#### Given information
####

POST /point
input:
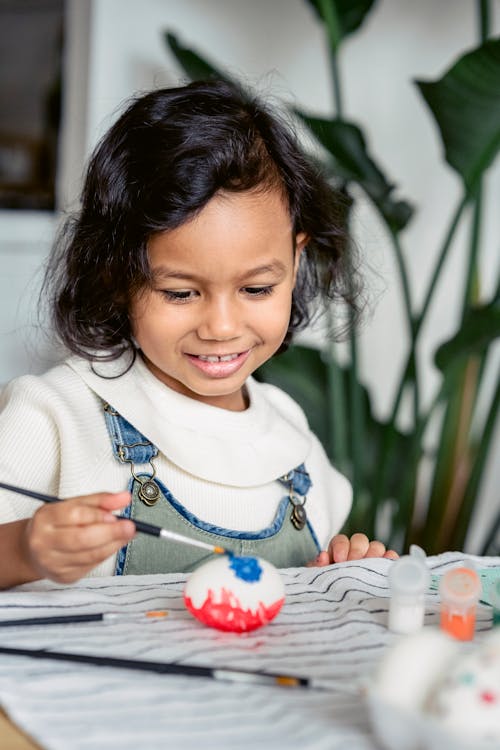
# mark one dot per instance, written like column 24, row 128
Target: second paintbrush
column 144, row 528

####

All of the data above should be quoted exactly, except for the pictures.

POST /point
input:
# mark one dot per instance, written like column 24, row 128
Target: second paintbrush
column 144, row 528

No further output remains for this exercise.